Problem statement: Write out the material below word for word, from its first line through the line containing "pixel 227 96", and leave the pictures out.

Object position labeling entries:
"""
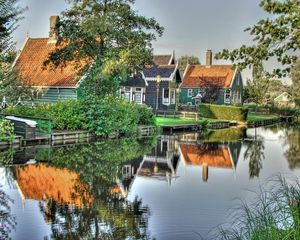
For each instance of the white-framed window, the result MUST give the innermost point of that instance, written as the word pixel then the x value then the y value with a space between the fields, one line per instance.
pixel 166 96
pixel 173 96
pixel 138 95
pixel 127 94
pixel 227 96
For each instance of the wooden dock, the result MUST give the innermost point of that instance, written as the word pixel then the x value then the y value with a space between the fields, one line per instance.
pixel 181 127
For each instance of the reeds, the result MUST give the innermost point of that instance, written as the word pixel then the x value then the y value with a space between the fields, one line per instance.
pixel 274 214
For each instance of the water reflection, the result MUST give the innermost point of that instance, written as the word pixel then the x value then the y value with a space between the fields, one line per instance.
pixel 133 189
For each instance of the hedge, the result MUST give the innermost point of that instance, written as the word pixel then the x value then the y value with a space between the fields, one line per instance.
pixel 223 112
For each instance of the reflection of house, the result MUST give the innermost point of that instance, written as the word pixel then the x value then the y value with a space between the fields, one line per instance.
pixel 42 182
pixel 162 162
pixel 221 84
pixel 142 88
pixel 210 155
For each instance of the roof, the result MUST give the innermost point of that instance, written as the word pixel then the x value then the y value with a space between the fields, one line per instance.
pixel 165 71
pixel 42 181
pixel 200 75
pixel 136 81
pixel 196 155
pixel 30 64
pixel 162 59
"""
Complete response:
For each instance of the white-framed window, the result MUST give the innermost point of that instance, written as the word pixel then the x value then the y value with a space between the fields, one line per instance.
pixel 166 96
pixel 173 96
pixel 138 95
pixel 127 94
pixel 227 96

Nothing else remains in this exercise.